* BEGIN QUOTED TEXT *

It's now 1440, and I have 0.25" of snow here 30 miles from the stadium. They cancelled the game for THIS?


----------



## sigma1914

wilbur_the_goose said:


> It's now 1440, and I have 0.25" of snow here 30 miles from the stadium. They cancelled the game for THIS?


Give us an update at 2300 when it really matters.


----------



## Sysyphus

sigma1914 said:


> I agree.


Not cancelling the game would have been insanity... forecast is that by game time it will be snowing at 2" per hour, temperatures in the low twenties with 20mph+ winds making the windchill down into single digits.

More than six inches of snow will fall during the game... to have 50,000+ people trying to dig their cars out of the parking lot around midnight in those conditions would be an absolute nightmare.


----------



## sigma1914

Sysyphus said:


> Not cancelling the game would have been insanity... forecast is that by game time it will be snowing at 2" per hour, temperatures in the low twenties with 20mph+ winds making the windchill down into single digits.
> 
> More than six inches of snow will fall during the game... to have 50,000+ people trying to dig their cars out of the parking lot around midnight in those conditions would be an absolute nightmare.


I agree with this, too. :lol:

I see both sides of the issue. On one hand, I say man up, play, & it's the risk you take. On the other hand, I think it's a recipe for disaster with the blizzard snowing in 50,000+ people.


----------



## thelucky1

NBC monitors in the production truck giving multiple angles of the snow in Philly.


----------



## fluffybear

adkinsjm said:


> If people die because they're trying to get to a game in a blizzard, the NFL looks bad, no matter the circumstances.


I don't believe anybody is being forced to go to the game! Maybe the NFL should take the same approach as other outdoor sports (Baseball & NASCAR for example). Start the game on time and if it gets to a point where it becomes a 'real' danger, stop the game and finish it later.

I'm sorry but I bet some poor soul has died this morning coming from Target and all those after Christmas specials. I don't see people whining about Target needing to shut down..


----------



## la24philly

I live in philadelphia. this storm predicted earlier in the week had it going out to sea philly was suppose to get nothing big.

However the storm changed directions and now philly is threaten with a blizzard. Snow totaling between 12-24 inches and winds 45-50 gusts at night very dangerous

I never have seen a football game ppd due to snow and philly like any other Northeast cold city always has played in snow.

* END QUOTED TEXT *

WRITTEN EXERCISE 1:
According to the forum thread, how many people would be trying to dig their cars out of the parking lot around midnight?
WRITTEN EXERCISE 2:
Write out the stretch of the forum thread from "## fluffybear" through "finish it later.".
WRITTEN EXERCISE 3:
Based on the forum thread, decide whether each statement is true: (a) Earlier in the week, the storm was predicted to go out to sea. (b) The poster who lives in Philadelphia has often seen football games postponed because of snow. (c) One post suggests the NFL take the same approach as baseball and NASCAR. For each one, answer yes or no and quote the words from the thread that decide it.

* BEGIN DATASET SECTION *

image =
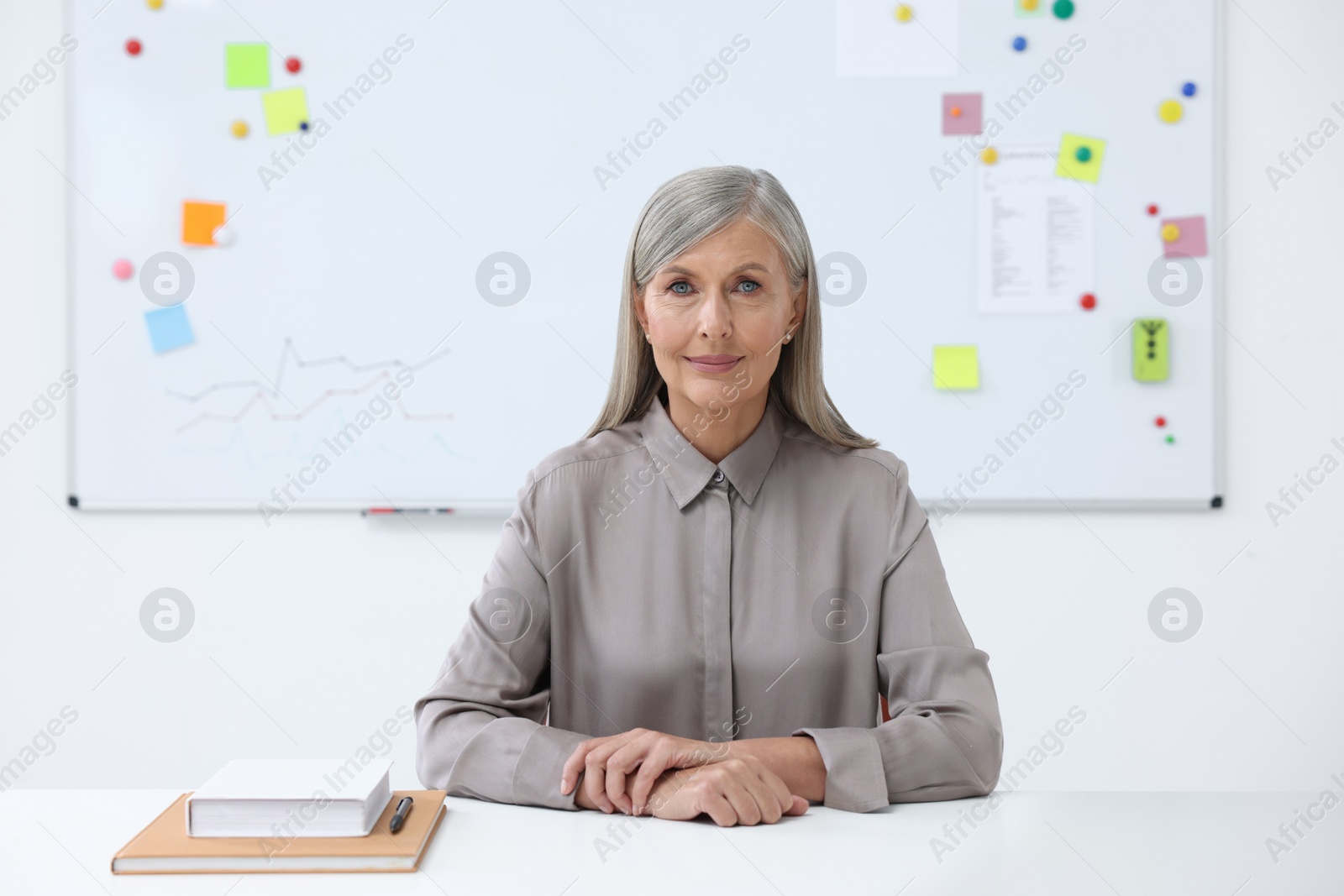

* END DATASET SECTION *

FULL SOLUTION 1:
More than 50,000 people.

FULL SOLUTION 2:
## fluffybear

adkinsjm said:


> If people die because they're trying to get to a game in a blizzard, the NFL looks bad, no matter the circumstances.


I don't believe anybody is being forced to go to the game! Maybe the NFL should take the same approach as other outdoor sports (Baseball & NASCAR for example). Start the game on time and if it gets to a point where it becomes a 'real' danger, stop the game and finish it later.

FULL SOLUTION 3:
(a) Yes: "this storm predicted earlier in the week had it going out to sea"
(b) No: "I never have seen a football game ppd due to snow"
(c) Yes: "Maybe the NFL should take the same approach as other outdoor sports (Baseball & NASCAR for example)."